**Your instructions**
Continue the piece on the old Kanagawa 2nd election district from where it stops.

**Reading text**
↓↓↓
= Kanagawa 2nd district (1928–1942) =

Former multi-member constituency of the Japanese House of Representatives

Kanagawa 2nd district (神奈川県第2区) was a multi-member constituency of the House of Representatives in the Imperial Diet of Japan. It was used from the 16th general election in 1928 to the 21st general election in 1942. Throughout its existence it elected four members by single non-transferable vote.

== Area ==
Municipal names are as of the 21st general election in 1942.
↑↑↑
**Data extract**
↓↓↓
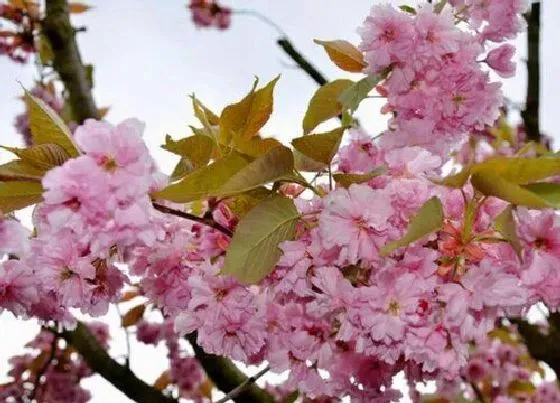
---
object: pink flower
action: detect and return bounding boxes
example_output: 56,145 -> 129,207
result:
0,260 -> 39,315
320,184 -> 393,263
359,5 -> 414,74
33,234 -> 95,307
486,43 -> 516,78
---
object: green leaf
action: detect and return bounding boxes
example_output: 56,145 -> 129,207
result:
222,197 -> 299,284
494,204 -> 521,258
471,171 -> 551,209
215,146 -> 294,196
162,134 -> 214,168
223,186 -> 273,218
1,144 -> 69,173
292,127 -> 346,164
220,76 -> 280,144
333,166 -> 387,188
153,152 -> 249,203
84,64 -> 95,89
472,156 -> 560,185
399,5 -> 416,15
338,68 -> 390,112
0,181 -> 43,214
314,39 -> 367,73
302,80 -> 354,134
171,158 -> 194,182
24,90 -> 79,157
430,166 -> 471,189
0,160 -> 45,182
293,150 -> 327,172
523,182 -> 560,209
381,196 -> 444,256
233,135 -> 282,158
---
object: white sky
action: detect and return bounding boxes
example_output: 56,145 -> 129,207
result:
0,0 -> 560,403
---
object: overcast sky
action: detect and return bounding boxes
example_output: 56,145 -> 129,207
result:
0,0 -> 560,403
↑↑↑
**Expected answer**
- Yokosuka
- Kawasaki
- Kamakura
- Miura District
- Kamakura District

== Elected representatives ==

| Election year | Highest vote (top tōsen) | 2nd | 3rd | 4th |
|---|---|---|---|---|
| 1928 | Ono Shigeyuki (Rikken Minseitō) | Koizumi Matajirō (Rikken Minseitō) | Akao Tōkichirō (Rikken Seiyūkai) | Kawaguchi Yoshihisa (Rikken Seiyūkai) |
| 1930 | Koizumi Matajirō (Rikken Minseitō) | Ono Shigeyuki (Rikken Minseitō) | Kawaguchi Yoshihisa (Rikken Seiyūkai) | Tetsu Katayama (Shakai Minshūtō) |
| 1932 | Kawaguchi Yoshihisa (Rikken Seiyūkai) | Suzuki Kisaburō (Rikken Seiyūkai) | Koizumi Matajirō (Rikken Minseitō) | Iwakiri Shigeo (Rikken Minseitō) |
| 1936 | Koizumi Matajirō (Rikken Minseitō) | Tetsu Katayama (Shakai Taishūtō) | Kawaguchi Yoshihisa (Rikken Seiyūkai) | Noda Takeo (Rikken Minseitō) |
| 1937 | Koizumi Matajirō (Rikken Minseitō) | Tetsu Katayama (Shakai Taishūtō) | Ogushi Seiichi (Rikken Seiyūkai) | Noguchi Kiichi (Rikken Seiyūkai) |
| 1942 | Koizumi Matajirō (Yokusan Seijitaisei Kyōgikai recommendation) | Noguchi Kiichi (Yokusan Seijitaisei Kyōgikai recommendation) | Noda Takeo (Yokusan Seijitaisei Kyōgikai recommendation) | Okamoto Dennosuke (Yokusan Seijitaisei Kyōgikai recommendation) |

== Election results ==
Official recommendation (kōnin): endorsed by the candidate's party.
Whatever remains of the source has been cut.